Cindy writes, "My husband and I, both 52, recently refinanced our home and took out a large sum to invest for retirement. Our financial consultant wants us to purchase indexed life insurance. He suggests an annual outlay of $20,000 for 5 years. I'm skeptical about the supposed tax advantages. I'm also concerned about our money being unavailable for emergencies. What are your thoughts?"

Permanent insurance policies vary a lot, Cindy, but an index life policy would probably be credited with a portion of the advance of the S&P 500 Index - say, 60 percent. For example, if the S&P rises by 12 percent, the policy, before costs, would be credited with 7.2 percent (60 percent of 12). In any year that the S&P falls, the policy would be credited with something like 2 percent. It would earn some of a year's gains but be protected from losses - again, before costs.

Not too bad, but here are ideas to ponder:

  • Permanent life insurance policies are high cost and extremely complicated. It's easy to be fooled.

  • The earnings come out tax free if you die with the policy in effect. But what good is that to you? You're buying for retirement, when earnings paid out of the policy are taxed as ordinary income, not long-term gains.

  • The purpose of life insurance should be to protect the family if you die prematurely. Permanent insurance is much more expensive and generally a bum deal. It aims to protect the family from death decades from now, when you're expected to die.

SUPPLIED DATA:
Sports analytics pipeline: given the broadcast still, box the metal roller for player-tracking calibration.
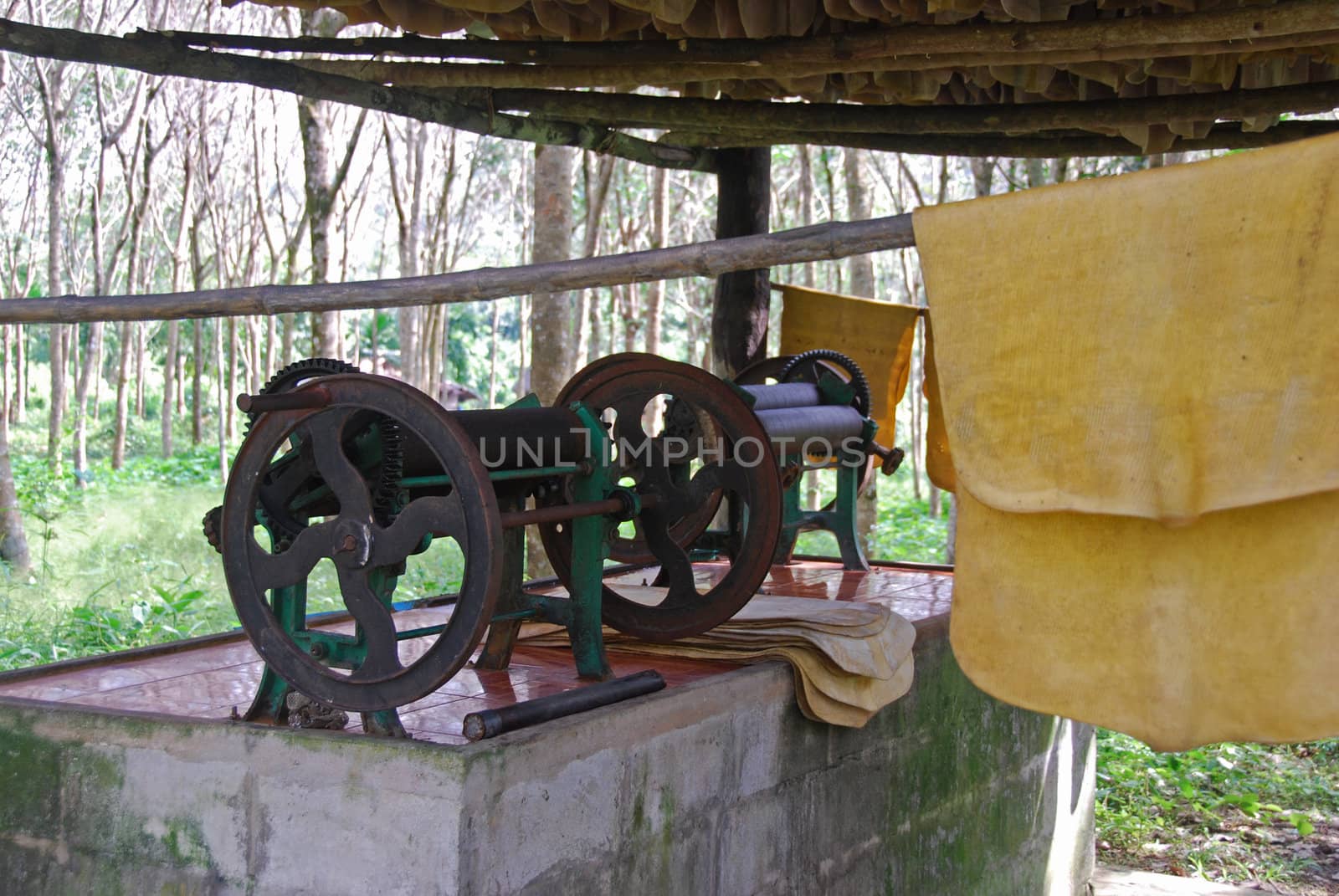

WORK TO DO:
#1 Revise the section of the indexed life insurance text starting at "Permanent insurance policies" and ending at "again, before costs.", substituting "Dow Jones Industrial Average" for "S&P 500 Index".
#2 Render this sentence from the indexed life insurance text in Spanish: "Permanent life insurance policies are high cost and extremely complicated."

SOLUTIONS TO EACH TASK:
#1
Permanent insurance policies vary a lot, Cindy, but an index life policy would probably be credited with a portion of the advance of the Dow Jones Industrial Average - say, 60 percent. For example, if the S&P rises by 12 percent, the policy, before costs, would be credited with 7.2 percent (60 percent of 12). In any year that the S&P falls, the policy would be credited with something like 2 percent. It would earn some of a year's gains but be protected from losses - again, before costs.

#2 Las pólizas de seguro de vida permanente son de alto costo y extremadamente complicadas.